— Assignment —
Copy out, from the data, each line containing the string "giraffe".

Stored data entries

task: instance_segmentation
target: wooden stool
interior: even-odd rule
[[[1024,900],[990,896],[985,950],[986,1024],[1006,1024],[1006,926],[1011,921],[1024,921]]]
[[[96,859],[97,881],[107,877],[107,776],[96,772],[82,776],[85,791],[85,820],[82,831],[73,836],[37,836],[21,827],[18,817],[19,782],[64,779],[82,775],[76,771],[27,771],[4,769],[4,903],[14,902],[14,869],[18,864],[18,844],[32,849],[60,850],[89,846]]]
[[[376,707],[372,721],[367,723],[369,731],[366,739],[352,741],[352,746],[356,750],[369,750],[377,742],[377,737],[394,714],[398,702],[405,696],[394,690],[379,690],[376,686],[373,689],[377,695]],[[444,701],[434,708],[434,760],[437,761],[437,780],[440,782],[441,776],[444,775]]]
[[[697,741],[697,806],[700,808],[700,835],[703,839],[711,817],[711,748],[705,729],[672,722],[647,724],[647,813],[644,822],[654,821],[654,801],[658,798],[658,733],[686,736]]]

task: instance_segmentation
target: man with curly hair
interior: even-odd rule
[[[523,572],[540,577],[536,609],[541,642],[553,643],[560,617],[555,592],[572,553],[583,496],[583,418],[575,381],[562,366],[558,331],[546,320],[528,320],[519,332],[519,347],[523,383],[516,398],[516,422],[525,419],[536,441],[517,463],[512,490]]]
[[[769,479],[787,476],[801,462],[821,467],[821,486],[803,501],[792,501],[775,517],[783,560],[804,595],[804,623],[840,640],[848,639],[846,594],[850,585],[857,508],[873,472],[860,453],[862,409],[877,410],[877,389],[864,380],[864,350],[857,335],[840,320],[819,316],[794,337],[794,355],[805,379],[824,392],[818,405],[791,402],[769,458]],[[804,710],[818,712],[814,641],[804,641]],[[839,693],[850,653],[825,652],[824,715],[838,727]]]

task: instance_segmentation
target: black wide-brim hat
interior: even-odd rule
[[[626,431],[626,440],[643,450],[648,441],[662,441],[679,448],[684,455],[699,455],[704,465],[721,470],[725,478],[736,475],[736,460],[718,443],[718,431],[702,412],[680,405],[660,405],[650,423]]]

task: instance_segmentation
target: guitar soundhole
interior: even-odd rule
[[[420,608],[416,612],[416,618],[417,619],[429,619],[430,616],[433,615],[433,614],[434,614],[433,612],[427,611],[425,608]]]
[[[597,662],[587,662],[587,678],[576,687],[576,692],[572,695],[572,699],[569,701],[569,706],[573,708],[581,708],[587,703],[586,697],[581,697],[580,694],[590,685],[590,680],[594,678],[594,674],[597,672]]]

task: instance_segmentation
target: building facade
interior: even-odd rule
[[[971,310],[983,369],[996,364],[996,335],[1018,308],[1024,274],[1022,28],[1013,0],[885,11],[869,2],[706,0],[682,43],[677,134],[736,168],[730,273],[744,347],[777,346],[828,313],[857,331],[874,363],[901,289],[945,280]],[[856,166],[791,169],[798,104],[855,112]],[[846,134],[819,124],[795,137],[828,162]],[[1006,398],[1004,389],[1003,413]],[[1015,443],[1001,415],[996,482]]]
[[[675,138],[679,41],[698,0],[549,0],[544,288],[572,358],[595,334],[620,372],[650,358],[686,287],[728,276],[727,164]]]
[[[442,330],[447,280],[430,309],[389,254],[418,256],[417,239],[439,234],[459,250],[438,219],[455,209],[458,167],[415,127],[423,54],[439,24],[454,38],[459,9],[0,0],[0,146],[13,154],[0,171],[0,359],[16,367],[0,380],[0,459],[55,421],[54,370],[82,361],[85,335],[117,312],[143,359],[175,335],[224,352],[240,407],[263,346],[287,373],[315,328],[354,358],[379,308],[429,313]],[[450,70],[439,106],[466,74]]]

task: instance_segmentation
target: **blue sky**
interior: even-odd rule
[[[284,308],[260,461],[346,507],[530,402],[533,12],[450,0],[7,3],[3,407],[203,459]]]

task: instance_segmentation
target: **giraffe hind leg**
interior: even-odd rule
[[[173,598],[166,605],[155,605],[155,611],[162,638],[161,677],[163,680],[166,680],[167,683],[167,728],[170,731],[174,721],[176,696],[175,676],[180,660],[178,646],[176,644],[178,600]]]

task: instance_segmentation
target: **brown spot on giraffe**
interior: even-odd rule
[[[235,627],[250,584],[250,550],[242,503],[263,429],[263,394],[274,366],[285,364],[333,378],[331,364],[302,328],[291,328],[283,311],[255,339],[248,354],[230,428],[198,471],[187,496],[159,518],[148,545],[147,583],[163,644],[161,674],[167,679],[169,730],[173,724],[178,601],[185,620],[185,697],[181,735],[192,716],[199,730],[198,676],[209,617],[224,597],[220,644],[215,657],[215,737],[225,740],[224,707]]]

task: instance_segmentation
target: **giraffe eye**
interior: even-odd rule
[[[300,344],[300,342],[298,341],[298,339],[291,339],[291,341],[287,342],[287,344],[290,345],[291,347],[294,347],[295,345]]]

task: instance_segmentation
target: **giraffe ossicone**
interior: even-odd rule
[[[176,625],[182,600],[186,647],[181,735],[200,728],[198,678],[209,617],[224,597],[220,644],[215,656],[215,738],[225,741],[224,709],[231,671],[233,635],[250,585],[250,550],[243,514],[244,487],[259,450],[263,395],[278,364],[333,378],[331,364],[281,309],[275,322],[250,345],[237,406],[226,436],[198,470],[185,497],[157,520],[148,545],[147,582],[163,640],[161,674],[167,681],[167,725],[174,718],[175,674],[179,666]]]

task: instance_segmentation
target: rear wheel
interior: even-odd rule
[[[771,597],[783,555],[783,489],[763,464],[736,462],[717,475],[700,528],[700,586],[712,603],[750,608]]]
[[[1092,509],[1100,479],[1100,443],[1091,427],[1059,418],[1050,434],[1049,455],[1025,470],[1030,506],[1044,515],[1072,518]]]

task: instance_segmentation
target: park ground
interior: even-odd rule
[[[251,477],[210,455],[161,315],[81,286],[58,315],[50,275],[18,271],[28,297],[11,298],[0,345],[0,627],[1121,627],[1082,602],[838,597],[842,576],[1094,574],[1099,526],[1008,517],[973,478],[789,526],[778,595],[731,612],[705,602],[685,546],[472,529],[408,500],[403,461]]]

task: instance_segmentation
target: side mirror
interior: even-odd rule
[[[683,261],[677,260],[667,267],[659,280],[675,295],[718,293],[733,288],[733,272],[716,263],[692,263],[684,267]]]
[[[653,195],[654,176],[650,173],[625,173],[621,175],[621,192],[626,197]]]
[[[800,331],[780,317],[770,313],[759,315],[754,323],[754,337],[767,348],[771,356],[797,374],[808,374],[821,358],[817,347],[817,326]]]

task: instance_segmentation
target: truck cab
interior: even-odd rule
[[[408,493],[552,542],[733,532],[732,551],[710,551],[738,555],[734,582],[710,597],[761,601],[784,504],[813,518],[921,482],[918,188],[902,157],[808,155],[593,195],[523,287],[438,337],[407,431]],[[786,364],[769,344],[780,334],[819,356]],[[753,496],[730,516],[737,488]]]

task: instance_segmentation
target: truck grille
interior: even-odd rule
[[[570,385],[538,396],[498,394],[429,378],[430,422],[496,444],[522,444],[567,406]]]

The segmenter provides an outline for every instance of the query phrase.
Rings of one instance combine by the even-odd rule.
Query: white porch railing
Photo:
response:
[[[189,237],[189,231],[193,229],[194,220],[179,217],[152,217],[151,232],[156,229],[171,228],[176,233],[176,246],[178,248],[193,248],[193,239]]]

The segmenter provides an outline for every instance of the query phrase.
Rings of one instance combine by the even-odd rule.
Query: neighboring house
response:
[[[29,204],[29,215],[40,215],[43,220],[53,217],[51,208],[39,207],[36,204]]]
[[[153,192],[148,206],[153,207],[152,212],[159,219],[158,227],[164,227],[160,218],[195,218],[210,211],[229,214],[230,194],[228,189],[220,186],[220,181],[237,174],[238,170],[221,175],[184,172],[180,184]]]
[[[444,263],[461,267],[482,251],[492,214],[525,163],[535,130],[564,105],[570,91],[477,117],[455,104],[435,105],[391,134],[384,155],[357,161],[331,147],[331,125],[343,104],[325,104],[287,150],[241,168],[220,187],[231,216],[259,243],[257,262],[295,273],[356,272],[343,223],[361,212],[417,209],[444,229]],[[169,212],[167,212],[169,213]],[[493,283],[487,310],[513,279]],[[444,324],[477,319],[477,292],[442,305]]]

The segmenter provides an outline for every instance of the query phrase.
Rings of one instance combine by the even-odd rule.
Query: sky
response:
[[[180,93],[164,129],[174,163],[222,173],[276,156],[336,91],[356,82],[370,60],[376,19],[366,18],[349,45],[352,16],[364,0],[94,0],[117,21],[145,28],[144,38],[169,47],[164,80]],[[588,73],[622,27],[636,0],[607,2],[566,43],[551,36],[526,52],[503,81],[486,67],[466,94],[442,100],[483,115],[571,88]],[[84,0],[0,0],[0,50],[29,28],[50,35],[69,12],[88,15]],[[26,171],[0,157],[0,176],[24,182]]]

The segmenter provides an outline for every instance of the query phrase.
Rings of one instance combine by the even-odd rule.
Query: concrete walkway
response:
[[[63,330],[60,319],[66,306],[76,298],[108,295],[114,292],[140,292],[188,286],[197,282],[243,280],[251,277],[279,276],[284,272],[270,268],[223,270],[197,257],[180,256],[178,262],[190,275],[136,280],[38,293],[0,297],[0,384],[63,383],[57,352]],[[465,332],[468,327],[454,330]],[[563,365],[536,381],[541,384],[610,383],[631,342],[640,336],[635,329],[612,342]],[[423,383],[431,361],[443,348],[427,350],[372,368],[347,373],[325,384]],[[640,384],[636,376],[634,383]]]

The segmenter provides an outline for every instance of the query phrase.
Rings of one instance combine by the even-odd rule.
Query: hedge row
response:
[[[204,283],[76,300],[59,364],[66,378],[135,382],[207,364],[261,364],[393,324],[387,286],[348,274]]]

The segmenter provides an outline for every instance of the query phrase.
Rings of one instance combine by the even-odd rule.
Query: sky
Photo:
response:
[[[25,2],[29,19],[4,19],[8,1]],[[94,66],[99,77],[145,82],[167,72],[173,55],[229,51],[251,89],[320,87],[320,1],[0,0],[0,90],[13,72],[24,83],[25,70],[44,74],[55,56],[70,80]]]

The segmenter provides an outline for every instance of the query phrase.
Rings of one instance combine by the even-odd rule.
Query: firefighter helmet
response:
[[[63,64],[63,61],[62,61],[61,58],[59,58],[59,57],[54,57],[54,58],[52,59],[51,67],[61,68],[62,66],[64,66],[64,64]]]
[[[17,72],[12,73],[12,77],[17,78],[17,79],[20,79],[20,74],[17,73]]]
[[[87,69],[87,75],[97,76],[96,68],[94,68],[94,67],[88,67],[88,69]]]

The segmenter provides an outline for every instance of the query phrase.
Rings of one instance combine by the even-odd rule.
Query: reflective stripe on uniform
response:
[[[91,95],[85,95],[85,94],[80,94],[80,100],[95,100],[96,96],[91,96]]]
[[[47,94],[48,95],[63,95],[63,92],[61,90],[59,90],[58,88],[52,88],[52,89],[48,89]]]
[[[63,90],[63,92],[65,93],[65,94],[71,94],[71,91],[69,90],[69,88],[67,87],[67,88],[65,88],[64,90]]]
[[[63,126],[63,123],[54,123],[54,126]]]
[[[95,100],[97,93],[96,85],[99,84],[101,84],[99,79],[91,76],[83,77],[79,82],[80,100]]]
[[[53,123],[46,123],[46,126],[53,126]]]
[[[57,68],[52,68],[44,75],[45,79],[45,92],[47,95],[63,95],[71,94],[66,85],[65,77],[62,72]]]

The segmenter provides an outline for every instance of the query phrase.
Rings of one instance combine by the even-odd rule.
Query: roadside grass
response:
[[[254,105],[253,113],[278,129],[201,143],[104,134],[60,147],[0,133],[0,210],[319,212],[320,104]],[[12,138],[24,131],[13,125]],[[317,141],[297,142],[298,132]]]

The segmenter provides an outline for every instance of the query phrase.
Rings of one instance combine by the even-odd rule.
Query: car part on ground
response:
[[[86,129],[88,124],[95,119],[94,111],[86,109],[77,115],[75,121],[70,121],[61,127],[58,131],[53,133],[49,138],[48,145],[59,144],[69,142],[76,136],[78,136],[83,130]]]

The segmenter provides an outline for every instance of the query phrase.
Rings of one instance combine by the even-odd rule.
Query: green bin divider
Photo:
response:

— Exercise answer —
target: **giraffe hind leg**
target: **brown spot on giraffe**
target: **giraffe eye**
target: **giraffe ossicone**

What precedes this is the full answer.